No problem Bob I have submitted a paper in the paste 'Introduction to the use of Template Guides' and it is still available for anyone who may still wish a copy. I have purchased Video camera and once I am able to master it i will have short videos available for viewing, as it has been said in the past once you see how it is done then it is easy. Theses are the comments i get when I demonstrate at our local Wood show here in Western Australia each year.

Maybe Mark will set up the template guide copy in the near future. It has been said by a sub editor of a woodworking magazine a number of years ago the method I am using is too revolutionary and not what readers are doing. He did not take up the offer of me submitting articles on a regular basis and that prompted me to write a book on the subject.
Tom


----------



## Mark (Aug 4, 2004)

I'd definatly be willing to setup a copy if you can provide me with one. Let me know.


----------



## bobj3 (Jan 17, 2006)

Hi Mark

"Am I to moderate it?" 
No I don't think so 
I was not giving Tom a bad time, I admire Tom and he is so far ahead of me and others and I was just trying to help, I sorry if other members where offended, I know Mike/Joe may have thought I was but I was not .

AGAIN I SORRY if I offended anyone of the members.
Please take my apology for my big mouth. 

Bj


----------



## Mike (Nov 22, 2004)

It's amazing that everyone on the forums speaks English. It's all the same language but each country has it's own flavor.(sic flavour) The way language is used in different areas means there will be misunderstandings, even with common words. One thing remains undisputed: A picture is worth a thousand words. Once you see a photo of Tom's method the lightbulb will flash on... it will make perfect sense to everyone. At least this is my take on it.
BJ, I understood perfectly what you were saying. It's the same language but spoken differently and it does generate confusion.
────────
§ **Complete the following**
[1] In the forum thread about template guides, what did Tom write after a magazine sub editor declined his offer of regular articles?
[2] Echo the forum thread about template guides from "Maybe Mark will" up to and including "Let me know.".
[3] Give what comes next in the forum thread about template guides, starting after its last sentence.
The data have no connection to the forum thread about template guides.
────────
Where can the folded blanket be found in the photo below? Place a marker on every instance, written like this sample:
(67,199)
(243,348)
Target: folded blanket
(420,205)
────────
§ **Written answers**
[1] A book on the subject.

[2]
Maybe Mark will set up the template guide copy in the near future. It has been said by a sub editor of a woodworking magazine a number of years ago the method I am using is too revolutionary and not what readers are doing. He did not take up the offer of me submitting articles on a regular basis and that prompted me to write a book on the subject.
Tom


----------



## Mark (Aug 4, 2004)

I'd definatly be willing to setup a copy if you can provide me with one. Let me know.

[3]
----------



## template tom (Sep 18, 2004)

Here is a copy of 'Introduction to Template Guides' for those who may be interested
Tom


----------



## Joe Lyddon (Sep 11, 2004)

Tom,

Thank you!!

After reading it the second or third time (for me), I found that it sank in better & I could understand more what you were saying and your pictures, etc.

In fact, after a few more careful readings & study, I will probably get more & more out of it!  

Those Template guides are pretty powerful...

Thank you for pounding your point 'home'.


----------



## Mark (Aug 4, 2004)

bobj3 said:


> Hi Mark
> 
> "Am I to moderate it?"
> No I don't think so
> ...


BJ don't worry about it, I read through the post and all seemed fine. 



template tom said:


> Here is a copy of 'Introduction to Template Guides' for those who may be interested
> Tom


Tom, thanks for the PDF, mind if I sticky it on certian forums for other members to download?


----------



## template tom (Sep 18, 2004)

Mark

I have no objections to you listing it as a Sticky all I want to do is to alert all to the advantages of the guides and to the enjoyment that will be obtained with their use if they were to at least give them a try.

Tom


----------



## Mark (Aug 4, 2004)

Sounds good, thank you tom.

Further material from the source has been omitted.